Quoted passage ::
┌────────
What Sebastien ignored was the significant transformations that were occurring in the rural areas of Trinidad in the late 1960s and early 1970s. One such change was the gradual transformation of rural villages into semi-urban areas as a result of rapid economic development. In other words, Sebastien and others overlooked the visible evidence of the economic and social transformations, and their impact on the Indo-Trinidadian family structure.

The Systemic and Creolization Models

In its application to multi-ethnic Caribbean societies, the systemic model describes the processes by which various ethnic and cultural categories in society are gradually integrated into an overall social system. Societies such as Trinidad, Guyana, and Surinam, all of which have large contingents of people of Indian origin, are not composed of a series of static units in fixed relation to each other, but are dynamic systems in which there has been continuous movement both geographically and occupationally (Smith 1970). Structurally, there has been the increasing involvement over time of all cultural sections in all spheres of the social system. Culturally, the structural and institutional changes in these societies have led some like Braithwaite (1975; 1974) and Smith (1970) to assume that these societies are characterized by normative integration, stemming from an increasing commitment by all groups to a common set of values. This consensualist assumption with its functionalist underpinnings has long been considered untenable (Kuper and Smith 1971; Smith 1965). Given their institutional diversity, it is difficult to conceive of Trinidad and Guyana as being characterized by "shared values" or a "common value system". M.G. Smith (1960) went so far as to say that as an ethnic group in the Caribbean, Indo-Caribbeans had so little in common with other groups that social change could only take place by violent means (Smith 1960). In comparison to Smith's pessimistic assessment, R.T. Smith (1967) argued that there was a level of similarity in aspirations to ensure that differences would be accommodated without recourse to violence (Smith 1967). Unlike M.G. Smith, Braithwaite (1971) recognized that the coincidence of class and colour changed during the 1950s, as more and more Afro and Indo Trinidadians, through the emergence of a more "open" society and access to higher education, became part of the dominant class.
└────────
Data shown ::
┌────────
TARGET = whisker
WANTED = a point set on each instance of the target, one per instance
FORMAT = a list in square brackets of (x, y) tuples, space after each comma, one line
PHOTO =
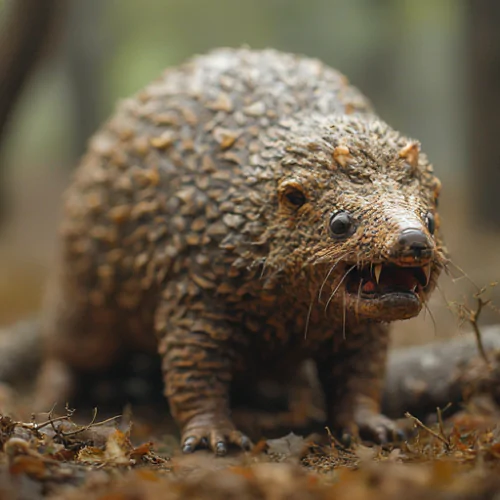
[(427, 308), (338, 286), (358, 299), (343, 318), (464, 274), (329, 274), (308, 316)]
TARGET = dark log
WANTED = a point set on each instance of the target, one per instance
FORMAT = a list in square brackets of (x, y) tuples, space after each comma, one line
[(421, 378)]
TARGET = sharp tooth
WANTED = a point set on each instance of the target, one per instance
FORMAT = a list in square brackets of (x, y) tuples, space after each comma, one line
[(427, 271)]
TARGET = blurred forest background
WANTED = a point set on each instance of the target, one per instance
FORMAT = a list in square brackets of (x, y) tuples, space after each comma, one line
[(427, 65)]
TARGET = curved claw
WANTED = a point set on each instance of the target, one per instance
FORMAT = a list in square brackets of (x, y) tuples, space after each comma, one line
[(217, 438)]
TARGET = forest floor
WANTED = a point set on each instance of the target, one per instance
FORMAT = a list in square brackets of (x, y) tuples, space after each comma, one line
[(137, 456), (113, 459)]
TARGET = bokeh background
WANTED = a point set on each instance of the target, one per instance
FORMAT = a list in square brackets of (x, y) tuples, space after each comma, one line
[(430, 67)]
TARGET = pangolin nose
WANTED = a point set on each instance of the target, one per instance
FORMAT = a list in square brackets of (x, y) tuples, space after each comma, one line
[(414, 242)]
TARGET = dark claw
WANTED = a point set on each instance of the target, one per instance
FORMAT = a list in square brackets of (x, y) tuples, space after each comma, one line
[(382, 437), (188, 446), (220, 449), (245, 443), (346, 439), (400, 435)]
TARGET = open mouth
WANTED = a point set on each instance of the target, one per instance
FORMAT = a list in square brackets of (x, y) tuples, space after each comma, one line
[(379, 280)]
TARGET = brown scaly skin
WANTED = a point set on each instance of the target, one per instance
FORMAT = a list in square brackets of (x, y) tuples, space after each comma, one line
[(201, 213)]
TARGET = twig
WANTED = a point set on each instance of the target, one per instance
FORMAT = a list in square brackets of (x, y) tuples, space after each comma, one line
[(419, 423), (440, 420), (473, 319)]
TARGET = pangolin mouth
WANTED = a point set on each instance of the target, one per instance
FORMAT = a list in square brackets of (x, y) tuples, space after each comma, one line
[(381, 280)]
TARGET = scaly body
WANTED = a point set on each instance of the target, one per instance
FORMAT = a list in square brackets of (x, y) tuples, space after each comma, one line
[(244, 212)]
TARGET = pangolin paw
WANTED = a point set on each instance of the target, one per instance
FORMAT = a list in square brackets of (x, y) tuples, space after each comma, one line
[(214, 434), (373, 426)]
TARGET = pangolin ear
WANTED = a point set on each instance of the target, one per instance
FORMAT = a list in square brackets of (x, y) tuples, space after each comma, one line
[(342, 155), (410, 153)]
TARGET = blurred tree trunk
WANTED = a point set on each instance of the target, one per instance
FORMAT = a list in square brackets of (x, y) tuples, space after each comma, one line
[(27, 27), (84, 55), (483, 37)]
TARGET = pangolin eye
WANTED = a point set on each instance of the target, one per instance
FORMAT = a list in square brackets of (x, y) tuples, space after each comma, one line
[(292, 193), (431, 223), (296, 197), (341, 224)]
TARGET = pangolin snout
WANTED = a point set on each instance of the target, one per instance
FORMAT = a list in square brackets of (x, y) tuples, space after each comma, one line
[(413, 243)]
└────────
Could you pick up the passage on the systemic and creolization models of Trinidadian society and continue it from its last sentence?

Output for this task ::
There is little doubt that Indo-Caribbeans today share with other groups some of the dominant societal values. Present conditions in the Caribbean do not provide the structural autonomy necessary for the maintenance of completely distinctive life styles and value systems. Nevadomsky (1982) research on Indo-Trinidadian social organization supports the above contention: "in a society like Trinidad the Indians by and large identify with the dominant material and ideal symbols and participate in the prevalent patterns of prestige, aspirations, and consumption" (Nevadomsky, 1982:102).

The adequacy of the systemic model is best seen in the way it handles issues of social change and cultural pluralism. Within this framework, Indo-Caribbeans are recognized as having a distinctive "ethnic culture"consisting of some values and customs peculiar to them (e.g., religion). However, the trend over time has been towards the gradual shedding and/or modification of these values, or as Nevadomsky put it: "the revitalization of certain `traditional' customs as incorporation proceeds" (Nevadomsky, 1982:102). This conception of the revitalization and reconstruction of traditional cultural forms and practices has parallels with a socio-cultural phenomenon operative in Caribbean societies, namely, creolization.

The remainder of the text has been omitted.